======== Supplied entries

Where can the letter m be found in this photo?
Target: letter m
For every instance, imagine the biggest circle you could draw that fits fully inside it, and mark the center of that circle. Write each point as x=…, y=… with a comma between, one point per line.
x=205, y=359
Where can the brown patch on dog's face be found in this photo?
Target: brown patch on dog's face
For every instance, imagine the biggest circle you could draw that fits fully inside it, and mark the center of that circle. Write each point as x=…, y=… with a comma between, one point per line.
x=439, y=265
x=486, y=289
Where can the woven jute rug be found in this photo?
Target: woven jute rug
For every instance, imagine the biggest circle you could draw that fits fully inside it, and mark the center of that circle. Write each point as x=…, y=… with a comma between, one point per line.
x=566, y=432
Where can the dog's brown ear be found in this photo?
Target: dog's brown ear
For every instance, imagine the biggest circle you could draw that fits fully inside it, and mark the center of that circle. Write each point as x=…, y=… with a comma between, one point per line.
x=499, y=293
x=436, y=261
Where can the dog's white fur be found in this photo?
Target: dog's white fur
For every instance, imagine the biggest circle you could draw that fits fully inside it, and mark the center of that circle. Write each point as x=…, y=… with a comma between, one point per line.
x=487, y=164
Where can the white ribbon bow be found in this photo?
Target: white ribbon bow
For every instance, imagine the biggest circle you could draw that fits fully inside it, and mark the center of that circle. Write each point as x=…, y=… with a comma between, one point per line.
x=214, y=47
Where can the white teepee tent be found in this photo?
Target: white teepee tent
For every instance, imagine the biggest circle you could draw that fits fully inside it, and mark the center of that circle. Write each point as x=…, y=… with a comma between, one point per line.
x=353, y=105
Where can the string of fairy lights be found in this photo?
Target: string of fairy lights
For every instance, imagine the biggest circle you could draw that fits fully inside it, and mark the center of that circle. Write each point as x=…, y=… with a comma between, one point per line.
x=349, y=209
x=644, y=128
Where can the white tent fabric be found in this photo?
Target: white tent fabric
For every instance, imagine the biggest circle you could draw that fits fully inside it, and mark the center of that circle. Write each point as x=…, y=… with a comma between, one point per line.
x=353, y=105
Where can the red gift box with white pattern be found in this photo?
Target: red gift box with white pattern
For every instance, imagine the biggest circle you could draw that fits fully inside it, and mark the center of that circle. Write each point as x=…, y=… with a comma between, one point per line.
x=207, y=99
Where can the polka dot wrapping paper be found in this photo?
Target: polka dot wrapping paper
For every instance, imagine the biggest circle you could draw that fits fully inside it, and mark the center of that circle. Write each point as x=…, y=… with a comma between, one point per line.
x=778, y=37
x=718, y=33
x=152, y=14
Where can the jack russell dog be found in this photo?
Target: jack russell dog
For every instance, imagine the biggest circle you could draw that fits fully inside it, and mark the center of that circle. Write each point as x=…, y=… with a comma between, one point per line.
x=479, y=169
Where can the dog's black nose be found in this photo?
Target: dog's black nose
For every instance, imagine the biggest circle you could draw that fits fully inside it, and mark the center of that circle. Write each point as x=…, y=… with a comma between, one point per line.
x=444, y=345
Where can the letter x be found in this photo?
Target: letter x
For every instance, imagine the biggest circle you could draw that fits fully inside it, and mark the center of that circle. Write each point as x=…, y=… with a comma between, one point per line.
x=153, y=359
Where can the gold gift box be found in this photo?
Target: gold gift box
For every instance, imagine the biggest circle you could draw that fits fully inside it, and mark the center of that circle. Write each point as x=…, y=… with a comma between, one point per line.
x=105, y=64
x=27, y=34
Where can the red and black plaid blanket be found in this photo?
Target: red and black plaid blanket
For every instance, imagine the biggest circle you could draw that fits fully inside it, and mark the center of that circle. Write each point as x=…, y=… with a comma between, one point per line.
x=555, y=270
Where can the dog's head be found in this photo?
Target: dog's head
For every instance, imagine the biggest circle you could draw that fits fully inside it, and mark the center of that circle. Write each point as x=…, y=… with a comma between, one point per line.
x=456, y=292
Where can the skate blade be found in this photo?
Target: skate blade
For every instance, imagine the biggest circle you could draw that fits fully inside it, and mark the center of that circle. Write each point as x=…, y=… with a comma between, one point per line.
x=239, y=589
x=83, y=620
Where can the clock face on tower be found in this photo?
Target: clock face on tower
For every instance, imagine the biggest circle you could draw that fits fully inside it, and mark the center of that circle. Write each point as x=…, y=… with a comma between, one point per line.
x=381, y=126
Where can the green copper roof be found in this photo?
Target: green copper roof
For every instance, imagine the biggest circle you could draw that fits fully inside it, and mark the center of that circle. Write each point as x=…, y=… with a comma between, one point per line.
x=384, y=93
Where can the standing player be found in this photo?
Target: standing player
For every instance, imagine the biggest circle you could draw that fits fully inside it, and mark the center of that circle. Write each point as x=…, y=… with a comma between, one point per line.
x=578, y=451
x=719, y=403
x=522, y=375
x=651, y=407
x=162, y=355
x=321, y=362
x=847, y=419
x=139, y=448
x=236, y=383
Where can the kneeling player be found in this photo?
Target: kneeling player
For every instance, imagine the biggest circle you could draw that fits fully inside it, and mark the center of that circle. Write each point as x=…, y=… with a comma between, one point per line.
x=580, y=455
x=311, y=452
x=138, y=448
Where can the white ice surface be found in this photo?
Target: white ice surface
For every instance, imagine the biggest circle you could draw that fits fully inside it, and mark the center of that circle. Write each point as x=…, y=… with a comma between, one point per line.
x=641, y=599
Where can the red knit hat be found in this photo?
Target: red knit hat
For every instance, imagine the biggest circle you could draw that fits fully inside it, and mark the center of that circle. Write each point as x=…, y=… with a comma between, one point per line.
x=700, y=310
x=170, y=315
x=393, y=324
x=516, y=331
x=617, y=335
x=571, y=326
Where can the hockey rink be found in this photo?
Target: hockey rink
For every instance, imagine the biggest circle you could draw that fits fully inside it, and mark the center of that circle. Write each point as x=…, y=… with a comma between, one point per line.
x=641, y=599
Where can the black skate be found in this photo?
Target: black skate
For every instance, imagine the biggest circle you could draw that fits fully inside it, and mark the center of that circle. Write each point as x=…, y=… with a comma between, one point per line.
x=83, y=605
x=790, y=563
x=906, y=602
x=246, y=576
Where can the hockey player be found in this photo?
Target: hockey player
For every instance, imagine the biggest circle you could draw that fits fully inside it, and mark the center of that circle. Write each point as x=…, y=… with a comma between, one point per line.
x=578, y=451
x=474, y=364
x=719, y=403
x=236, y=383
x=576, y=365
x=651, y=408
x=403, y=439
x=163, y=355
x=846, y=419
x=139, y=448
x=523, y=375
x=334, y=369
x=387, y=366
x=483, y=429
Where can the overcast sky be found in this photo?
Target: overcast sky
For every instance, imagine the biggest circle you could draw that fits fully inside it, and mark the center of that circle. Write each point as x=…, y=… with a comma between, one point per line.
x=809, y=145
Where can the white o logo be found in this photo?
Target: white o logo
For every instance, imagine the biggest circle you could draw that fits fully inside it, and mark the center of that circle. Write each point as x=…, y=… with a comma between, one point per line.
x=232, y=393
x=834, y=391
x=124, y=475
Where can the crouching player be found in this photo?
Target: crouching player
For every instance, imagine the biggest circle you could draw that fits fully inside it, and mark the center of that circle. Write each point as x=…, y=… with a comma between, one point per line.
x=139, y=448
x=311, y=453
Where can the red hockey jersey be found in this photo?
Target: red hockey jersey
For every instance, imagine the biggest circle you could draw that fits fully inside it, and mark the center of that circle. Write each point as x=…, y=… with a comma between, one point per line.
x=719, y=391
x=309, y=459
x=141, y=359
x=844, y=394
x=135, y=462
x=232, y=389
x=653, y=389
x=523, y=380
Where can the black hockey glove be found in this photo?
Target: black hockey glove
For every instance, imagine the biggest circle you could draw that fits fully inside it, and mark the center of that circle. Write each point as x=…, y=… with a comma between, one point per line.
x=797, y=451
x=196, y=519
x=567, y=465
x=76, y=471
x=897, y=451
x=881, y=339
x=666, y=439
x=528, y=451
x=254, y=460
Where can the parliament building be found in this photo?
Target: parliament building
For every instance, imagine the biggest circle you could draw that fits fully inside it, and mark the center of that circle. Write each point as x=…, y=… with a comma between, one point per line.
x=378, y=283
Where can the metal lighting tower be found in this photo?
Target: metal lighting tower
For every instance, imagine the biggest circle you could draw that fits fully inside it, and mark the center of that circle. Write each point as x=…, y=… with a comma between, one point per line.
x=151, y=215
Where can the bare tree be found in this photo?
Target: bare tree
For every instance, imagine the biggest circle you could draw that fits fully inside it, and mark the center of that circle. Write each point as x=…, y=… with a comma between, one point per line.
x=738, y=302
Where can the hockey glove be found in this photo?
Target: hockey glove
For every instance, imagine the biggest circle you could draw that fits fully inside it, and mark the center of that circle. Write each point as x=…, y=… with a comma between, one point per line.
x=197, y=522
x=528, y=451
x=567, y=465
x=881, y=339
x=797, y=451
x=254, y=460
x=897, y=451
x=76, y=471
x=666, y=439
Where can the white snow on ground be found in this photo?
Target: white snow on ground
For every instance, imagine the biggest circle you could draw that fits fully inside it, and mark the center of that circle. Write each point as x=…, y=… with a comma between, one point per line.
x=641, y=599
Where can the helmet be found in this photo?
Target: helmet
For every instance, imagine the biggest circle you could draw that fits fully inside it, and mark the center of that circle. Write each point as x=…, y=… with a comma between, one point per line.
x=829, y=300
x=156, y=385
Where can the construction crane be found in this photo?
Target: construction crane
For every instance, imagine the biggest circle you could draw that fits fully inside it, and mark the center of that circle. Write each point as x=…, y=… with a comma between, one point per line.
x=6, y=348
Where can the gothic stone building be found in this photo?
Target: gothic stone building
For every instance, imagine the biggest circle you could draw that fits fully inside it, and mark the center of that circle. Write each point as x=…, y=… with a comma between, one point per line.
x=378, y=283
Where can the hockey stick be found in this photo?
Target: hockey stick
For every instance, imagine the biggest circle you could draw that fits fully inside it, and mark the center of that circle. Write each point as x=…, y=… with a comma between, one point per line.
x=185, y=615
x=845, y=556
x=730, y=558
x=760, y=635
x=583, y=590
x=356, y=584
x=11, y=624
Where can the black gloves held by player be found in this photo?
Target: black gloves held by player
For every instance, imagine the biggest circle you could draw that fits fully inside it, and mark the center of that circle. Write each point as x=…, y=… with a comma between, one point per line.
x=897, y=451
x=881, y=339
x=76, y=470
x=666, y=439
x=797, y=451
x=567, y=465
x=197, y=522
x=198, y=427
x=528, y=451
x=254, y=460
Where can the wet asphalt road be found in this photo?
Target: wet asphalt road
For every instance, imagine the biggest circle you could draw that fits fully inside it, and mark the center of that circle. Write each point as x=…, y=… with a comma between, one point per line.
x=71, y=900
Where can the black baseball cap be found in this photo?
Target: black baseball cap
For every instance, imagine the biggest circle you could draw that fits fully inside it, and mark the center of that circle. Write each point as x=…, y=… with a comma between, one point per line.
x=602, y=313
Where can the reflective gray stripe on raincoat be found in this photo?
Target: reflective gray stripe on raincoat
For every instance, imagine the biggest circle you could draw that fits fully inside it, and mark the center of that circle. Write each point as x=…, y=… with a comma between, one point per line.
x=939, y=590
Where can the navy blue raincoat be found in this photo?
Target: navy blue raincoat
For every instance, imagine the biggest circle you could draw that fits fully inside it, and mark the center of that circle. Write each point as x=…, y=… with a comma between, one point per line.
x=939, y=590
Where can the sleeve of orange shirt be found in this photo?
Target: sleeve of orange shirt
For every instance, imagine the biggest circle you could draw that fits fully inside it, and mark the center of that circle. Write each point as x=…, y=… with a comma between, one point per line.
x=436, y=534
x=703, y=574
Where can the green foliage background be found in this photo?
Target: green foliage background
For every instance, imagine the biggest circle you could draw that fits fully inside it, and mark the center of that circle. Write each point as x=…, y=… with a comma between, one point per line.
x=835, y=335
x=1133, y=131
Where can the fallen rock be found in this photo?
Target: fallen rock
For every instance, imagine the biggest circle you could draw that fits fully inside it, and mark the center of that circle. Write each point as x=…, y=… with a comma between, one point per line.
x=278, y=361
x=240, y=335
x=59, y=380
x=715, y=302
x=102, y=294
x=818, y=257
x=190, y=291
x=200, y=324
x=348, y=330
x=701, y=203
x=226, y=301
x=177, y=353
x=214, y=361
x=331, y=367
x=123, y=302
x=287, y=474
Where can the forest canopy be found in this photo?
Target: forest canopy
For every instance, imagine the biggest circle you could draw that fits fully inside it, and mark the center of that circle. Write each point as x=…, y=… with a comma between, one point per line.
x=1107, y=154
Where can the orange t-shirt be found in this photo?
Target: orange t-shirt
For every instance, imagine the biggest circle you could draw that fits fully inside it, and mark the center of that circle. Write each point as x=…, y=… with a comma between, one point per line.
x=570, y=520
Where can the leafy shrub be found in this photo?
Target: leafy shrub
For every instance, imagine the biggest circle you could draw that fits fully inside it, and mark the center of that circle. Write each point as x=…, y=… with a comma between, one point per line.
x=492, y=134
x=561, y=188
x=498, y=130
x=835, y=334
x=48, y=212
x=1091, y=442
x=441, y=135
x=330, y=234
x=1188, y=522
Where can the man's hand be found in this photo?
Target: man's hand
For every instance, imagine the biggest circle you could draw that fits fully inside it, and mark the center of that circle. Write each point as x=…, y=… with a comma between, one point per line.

================

- **Exercise objective**
Copy the lines verbatim, starting at the line containing "Where can the dog's black" and ending at the line containing "x=444, y=345".

- **Output of the task**
Where can the dog's black nose be found in this photo?
Target: dog's black nose
For every instance, imagine the biggest circle you could draw that fits fully inside it, and mark the center of that circle. Write each point as x=…, y=… with a comma between, one point per line.
x=444, y=345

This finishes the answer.